> **Goal of the exercise**:
Repeat word for word everything below, from the line containing "Can you see the white" down to the final line, with both ends included.

> **Given entries**:
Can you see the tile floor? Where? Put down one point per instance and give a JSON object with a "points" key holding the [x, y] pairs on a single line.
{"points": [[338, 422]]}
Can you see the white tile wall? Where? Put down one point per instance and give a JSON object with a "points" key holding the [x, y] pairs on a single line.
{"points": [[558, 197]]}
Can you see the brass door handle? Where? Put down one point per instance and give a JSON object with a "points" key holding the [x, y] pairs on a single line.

> **Response**:
Can you see the white tile wall? Where? Put down one point per instance and give a JSON object with a "points" key holding the [x, y] pairs on a single line.
{"points": [[558, 197]]}
Can you see the brass door handle? Where? Put down one point per instance and give a JSON object with a "points" key holding the [x, y] pairs on a single line.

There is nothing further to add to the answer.